[Stored data entries]

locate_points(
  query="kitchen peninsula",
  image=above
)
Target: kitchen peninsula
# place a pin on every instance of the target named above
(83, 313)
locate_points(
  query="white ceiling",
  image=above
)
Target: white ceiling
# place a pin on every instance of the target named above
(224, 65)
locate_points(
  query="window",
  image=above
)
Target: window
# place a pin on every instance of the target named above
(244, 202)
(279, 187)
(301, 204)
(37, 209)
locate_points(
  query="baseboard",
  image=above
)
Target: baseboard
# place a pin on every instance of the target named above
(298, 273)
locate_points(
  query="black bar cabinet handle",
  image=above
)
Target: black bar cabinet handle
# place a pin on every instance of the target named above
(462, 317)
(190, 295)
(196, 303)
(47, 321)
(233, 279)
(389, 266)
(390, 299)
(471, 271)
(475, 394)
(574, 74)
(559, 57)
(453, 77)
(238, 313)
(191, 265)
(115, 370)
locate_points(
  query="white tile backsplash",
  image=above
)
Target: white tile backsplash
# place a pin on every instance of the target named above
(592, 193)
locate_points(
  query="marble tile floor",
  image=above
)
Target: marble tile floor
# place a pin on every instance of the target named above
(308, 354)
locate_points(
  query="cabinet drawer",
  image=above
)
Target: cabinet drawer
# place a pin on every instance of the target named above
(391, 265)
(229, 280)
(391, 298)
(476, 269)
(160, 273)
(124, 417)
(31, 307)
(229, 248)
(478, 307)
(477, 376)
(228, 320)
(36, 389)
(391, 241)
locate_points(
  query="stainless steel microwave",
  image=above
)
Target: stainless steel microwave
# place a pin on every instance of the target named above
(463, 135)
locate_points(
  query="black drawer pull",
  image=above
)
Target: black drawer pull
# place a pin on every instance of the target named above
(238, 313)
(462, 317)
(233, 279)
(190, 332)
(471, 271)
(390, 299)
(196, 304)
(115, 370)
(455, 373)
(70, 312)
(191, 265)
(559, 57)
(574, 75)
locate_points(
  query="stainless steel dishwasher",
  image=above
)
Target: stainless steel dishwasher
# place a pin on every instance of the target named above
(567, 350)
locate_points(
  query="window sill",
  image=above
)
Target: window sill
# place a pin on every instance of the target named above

Problem to solve :: Copy each line above where the string "drawer" occurs.

Solution to this task ::
  query="cabinet drawer",
Target: cabinet drawer
  query="black drawer pull",
Target: black drawer pull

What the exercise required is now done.